*** Opening Supplied records ***

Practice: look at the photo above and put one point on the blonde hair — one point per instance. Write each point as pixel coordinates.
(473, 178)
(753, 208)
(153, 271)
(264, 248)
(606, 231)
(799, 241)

*** Closing Supplied records ***

Problem statement:
Copy out the whole listing exactly.

Answer below:
Practice: look at the photo above and put one point on the blonde hair — one point per instance. Write each point as pixel coordinates.
(473, 178)
(753, 208)
(153, 271)
(264, 248)
(606, 231)
(799, 241)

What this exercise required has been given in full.